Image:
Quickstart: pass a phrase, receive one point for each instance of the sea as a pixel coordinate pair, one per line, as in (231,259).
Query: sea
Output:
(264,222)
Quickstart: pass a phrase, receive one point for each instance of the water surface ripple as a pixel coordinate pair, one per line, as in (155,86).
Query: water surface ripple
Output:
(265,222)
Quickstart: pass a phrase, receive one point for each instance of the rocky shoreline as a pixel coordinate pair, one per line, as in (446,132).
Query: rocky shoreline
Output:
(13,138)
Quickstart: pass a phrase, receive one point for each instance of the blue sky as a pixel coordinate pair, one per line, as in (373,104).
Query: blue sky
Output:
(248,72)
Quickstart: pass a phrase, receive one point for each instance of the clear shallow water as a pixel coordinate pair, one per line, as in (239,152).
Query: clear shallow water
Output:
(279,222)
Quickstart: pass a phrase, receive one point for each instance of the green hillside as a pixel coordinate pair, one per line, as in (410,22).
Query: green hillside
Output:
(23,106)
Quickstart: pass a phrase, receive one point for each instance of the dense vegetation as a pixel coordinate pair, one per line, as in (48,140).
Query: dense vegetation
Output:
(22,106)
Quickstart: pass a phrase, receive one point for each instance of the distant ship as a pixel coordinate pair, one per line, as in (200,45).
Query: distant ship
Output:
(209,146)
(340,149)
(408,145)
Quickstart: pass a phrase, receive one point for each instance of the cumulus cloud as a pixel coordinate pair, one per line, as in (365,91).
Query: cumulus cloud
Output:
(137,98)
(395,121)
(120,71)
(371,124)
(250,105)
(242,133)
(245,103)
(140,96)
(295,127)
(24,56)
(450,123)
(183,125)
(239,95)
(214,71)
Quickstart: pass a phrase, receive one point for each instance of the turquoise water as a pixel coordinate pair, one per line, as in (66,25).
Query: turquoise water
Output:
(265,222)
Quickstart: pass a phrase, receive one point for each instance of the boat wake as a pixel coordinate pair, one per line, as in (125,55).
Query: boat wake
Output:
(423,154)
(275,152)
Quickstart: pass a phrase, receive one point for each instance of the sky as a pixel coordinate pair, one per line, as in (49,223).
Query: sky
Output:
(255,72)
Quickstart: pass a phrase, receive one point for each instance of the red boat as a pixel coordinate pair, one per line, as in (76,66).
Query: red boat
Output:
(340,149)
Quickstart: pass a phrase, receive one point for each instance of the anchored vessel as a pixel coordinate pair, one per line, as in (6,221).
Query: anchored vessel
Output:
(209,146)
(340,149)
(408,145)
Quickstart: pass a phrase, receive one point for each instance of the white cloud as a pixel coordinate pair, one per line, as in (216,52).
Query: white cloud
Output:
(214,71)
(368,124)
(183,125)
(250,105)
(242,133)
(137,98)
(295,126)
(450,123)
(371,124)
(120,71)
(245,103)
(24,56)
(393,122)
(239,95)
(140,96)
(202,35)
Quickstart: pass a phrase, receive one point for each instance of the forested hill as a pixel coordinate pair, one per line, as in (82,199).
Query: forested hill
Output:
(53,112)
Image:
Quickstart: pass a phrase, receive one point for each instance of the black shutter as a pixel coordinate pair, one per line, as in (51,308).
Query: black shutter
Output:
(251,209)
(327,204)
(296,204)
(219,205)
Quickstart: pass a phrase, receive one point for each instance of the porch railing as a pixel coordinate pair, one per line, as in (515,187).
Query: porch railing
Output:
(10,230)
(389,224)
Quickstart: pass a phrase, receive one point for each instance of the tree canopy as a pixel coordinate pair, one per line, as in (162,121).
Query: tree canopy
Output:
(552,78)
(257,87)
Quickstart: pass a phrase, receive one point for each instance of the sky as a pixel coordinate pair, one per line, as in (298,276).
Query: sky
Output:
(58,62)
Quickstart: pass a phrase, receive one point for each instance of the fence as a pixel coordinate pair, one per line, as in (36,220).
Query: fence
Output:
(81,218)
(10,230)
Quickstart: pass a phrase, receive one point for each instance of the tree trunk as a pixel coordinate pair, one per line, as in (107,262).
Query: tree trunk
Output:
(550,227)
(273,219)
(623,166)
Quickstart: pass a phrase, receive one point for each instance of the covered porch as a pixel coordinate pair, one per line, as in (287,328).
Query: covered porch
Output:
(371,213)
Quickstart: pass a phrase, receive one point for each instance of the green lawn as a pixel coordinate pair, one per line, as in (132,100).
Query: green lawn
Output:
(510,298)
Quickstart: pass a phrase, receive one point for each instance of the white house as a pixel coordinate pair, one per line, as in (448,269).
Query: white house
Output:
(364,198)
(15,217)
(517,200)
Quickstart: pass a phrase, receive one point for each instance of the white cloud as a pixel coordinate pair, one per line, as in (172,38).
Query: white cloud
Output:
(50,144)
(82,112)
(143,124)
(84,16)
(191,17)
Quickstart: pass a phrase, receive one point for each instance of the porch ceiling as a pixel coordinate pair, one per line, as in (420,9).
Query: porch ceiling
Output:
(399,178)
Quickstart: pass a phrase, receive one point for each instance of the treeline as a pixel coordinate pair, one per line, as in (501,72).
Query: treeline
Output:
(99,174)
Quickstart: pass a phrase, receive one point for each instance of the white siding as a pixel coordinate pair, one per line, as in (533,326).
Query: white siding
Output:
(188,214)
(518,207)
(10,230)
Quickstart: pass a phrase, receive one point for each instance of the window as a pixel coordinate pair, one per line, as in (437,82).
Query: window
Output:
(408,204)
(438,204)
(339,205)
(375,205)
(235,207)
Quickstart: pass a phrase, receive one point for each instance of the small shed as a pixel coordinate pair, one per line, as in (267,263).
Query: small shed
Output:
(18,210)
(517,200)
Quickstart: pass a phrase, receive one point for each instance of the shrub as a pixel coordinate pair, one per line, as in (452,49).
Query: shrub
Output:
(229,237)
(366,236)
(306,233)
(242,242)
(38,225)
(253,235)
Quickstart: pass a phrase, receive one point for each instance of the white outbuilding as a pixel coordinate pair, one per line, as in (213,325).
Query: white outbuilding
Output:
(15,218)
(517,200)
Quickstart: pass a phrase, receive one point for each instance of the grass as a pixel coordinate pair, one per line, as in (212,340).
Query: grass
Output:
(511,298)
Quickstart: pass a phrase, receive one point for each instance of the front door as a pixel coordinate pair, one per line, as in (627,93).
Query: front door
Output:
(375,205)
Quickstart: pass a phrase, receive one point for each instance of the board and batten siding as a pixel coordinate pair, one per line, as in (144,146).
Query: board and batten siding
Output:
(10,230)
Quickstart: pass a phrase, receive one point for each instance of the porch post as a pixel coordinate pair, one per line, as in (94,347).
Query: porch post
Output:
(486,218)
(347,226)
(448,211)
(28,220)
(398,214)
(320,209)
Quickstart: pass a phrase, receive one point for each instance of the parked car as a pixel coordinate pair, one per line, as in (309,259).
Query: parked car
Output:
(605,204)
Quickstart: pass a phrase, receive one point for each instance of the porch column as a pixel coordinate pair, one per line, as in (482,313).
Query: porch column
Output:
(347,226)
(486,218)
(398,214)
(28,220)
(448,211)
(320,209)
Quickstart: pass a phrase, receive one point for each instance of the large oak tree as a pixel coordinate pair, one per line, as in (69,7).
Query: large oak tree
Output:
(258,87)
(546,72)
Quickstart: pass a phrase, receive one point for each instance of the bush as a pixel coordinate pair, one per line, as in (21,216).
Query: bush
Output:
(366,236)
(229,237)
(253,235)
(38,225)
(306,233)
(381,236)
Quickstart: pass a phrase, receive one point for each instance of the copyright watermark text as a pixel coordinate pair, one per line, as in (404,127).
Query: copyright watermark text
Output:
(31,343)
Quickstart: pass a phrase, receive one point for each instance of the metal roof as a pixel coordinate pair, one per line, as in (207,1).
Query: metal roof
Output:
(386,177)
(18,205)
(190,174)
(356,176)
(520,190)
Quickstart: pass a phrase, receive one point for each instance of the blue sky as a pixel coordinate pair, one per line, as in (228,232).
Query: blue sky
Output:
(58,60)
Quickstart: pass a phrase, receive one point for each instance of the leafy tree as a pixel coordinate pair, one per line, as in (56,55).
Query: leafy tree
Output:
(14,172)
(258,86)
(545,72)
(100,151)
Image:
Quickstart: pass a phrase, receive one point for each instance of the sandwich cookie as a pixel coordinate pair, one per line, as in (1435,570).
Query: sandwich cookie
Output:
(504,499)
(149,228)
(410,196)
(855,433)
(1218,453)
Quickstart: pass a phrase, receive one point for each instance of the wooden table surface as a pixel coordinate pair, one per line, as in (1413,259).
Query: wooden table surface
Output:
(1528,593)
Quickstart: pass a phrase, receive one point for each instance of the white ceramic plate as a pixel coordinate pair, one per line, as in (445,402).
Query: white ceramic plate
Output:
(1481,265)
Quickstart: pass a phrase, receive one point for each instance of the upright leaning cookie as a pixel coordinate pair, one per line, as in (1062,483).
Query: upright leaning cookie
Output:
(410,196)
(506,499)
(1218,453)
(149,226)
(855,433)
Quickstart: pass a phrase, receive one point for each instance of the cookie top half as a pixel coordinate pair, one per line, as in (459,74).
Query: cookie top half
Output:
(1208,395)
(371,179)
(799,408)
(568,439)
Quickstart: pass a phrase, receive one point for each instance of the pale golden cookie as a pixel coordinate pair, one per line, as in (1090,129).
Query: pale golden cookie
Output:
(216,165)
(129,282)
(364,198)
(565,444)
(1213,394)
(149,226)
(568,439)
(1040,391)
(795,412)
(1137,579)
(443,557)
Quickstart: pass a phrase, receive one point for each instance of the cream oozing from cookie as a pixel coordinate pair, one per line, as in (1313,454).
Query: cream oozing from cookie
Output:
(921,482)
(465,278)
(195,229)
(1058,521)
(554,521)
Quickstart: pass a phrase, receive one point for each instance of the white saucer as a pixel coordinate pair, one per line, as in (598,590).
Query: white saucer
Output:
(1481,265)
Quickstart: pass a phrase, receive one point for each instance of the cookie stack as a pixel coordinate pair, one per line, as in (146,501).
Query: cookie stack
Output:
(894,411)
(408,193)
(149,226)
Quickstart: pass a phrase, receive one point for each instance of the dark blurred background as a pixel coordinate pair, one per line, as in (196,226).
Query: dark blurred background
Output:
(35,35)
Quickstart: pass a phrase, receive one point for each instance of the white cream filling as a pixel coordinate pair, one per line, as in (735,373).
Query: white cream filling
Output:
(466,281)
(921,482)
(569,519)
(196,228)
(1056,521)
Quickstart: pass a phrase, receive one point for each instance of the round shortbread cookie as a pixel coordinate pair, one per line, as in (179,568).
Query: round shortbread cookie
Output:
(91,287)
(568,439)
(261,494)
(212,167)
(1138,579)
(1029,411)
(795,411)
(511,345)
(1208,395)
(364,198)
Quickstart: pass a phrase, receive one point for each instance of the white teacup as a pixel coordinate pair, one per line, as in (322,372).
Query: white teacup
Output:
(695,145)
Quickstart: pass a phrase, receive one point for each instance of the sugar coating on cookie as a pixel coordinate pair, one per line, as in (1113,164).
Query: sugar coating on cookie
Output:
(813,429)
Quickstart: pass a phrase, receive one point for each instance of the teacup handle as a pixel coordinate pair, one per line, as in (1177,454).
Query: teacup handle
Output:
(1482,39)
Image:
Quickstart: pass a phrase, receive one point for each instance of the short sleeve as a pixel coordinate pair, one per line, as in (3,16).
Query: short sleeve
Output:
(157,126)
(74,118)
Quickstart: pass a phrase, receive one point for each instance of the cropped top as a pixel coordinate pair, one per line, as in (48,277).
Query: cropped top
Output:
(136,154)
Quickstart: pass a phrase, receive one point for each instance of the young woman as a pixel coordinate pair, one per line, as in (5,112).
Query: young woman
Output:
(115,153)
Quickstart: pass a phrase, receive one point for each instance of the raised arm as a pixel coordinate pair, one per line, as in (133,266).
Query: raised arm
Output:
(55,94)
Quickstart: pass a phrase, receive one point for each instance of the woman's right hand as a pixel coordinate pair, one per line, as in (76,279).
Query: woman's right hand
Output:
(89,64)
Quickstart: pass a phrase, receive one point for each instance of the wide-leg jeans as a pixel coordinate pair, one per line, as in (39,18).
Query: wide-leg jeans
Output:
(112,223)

* What is asked
Reproduce only those lines of the entries above that run from the line with "as in (5,112)." to the final line.

* Result
Quickstart: pass a phrase, receive one point for each instance of the young woman as a pixel coordinate pair, one per line, as in (5,112).
Query: young woman
Output:
(115,153)
Quickstart: pass a phrase, receive one point for each instance of the raised arm as a pixel coordinate pair, one per line, as in (133,266).
Query: raised arm
Output:
(55,94)
Quickstart: pass a phrase, receive one point for each instance of the woman's right hand as a pixel coordinate pair, one per line, as in (76,279).
Query: woman's right hand
Output:
(89,64)
Quickstart: pass a phrase, receive one point for each instance of the wide-leg jeans as a pixel coordinate pair, one per line, as in (39,18).
Query: wide-leg jeans
Output:
(112,223)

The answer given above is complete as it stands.